Exercise: Copy out every line of the entries below, starting with the line containing "Objective — for every instance of the white" and ending at the last line of the entries, both included. Scale each x and y coordinate in the answer points by 0.8 and round to whole numbers with halves going up, while leaving every other line and number unchanged.

Data for processing:
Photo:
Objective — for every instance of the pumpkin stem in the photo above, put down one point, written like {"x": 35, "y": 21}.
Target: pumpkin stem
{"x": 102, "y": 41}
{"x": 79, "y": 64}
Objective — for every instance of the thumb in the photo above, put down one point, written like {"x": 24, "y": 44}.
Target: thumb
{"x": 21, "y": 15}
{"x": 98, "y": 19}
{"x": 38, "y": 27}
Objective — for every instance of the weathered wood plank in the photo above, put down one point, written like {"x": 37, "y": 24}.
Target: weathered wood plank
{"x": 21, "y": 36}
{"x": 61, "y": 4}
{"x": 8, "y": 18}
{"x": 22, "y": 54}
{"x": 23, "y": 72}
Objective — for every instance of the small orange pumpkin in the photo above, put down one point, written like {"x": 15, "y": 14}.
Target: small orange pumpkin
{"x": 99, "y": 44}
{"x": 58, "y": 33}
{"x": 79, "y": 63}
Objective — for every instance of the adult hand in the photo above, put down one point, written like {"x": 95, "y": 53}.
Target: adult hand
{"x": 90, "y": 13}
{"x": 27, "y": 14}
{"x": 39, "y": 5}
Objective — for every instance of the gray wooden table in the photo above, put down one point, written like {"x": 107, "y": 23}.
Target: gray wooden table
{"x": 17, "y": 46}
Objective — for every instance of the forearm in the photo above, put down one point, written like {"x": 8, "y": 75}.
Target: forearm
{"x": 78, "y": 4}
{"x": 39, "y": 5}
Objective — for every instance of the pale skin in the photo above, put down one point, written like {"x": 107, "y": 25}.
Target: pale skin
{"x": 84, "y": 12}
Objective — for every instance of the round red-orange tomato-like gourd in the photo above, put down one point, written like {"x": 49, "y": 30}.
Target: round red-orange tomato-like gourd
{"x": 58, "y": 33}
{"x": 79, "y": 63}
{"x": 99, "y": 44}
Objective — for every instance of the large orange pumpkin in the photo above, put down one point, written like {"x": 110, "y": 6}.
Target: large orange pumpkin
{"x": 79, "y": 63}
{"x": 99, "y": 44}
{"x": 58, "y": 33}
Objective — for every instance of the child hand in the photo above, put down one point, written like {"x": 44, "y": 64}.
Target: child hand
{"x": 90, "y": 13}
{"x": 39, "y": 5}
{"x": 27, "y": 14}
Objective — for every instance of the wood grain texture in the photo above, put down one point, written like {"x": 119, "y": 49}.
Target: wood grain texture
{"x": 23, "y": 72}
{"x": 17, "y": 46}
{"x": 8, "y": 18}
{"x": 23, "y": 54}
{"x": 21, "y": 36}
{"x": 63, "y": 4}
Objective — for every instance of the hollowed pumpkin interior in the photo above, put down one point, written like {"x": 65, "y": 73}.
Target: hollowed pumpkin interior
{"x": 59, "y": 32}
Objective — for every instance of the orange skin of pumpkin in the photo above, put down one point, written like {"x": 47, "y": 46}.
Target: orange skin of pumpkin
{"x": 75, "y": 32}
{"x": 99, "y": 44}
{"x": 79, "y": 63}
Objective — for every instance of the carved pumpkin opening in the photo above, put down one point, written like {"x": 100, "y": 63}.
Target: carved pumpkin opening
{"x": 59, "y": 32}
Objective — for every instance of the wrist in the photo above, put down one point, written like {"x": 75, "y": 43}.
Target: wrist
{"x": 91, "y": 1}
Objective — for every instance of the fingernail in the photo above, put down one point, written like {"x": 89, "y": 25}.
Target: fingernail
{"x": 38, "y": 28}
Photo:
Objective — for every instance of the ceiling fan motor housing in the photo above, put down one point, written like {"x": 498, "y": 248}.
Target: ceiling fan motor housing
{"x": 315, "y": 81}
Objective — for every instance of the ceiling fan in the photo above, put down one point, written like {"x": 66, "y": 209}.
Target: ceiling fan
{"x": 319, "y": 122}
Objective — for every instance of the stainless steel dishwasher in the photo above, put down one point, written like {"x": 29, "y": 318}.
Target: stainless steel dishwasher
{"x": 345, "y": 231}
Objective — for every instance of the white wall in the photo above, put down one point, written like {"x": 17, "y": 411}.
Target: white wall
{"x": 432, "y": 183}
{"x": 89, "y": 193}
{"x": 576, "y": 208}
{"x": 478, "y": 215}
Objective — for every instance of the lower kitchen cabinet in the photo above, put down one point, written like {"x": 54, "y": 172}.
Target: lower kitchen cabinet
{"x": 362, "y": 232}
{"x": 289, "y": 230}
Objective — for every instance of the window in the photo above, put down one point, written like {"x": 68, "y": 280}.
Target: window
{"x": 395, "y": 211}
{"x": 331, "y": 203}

Full output:
Objective — for every instance of the white wall in the photo above, put down one point, written like {"x": 17, "y": 411}.
Target: white wall
{"x": 346, "y": 146}
{"x": 71, "y": 154}
{"x": 461, "y": 166}
{"x": 382, "y": 172}
Objective — for every instance of the lower kitchen cabinet in the photo above, put down one point, written like {"x": 54, "y": 172}.
Target: lower kitchen cabinet
{"x": 290, "y": 186}
{"x": 231, "y": 184}
Objective — for every instance of the window in the photo above, put down one point, written like {"x": 68, "y": 280}.
Target: window
{"x": 316, "y": 169}
{"x": 265, "y": 162}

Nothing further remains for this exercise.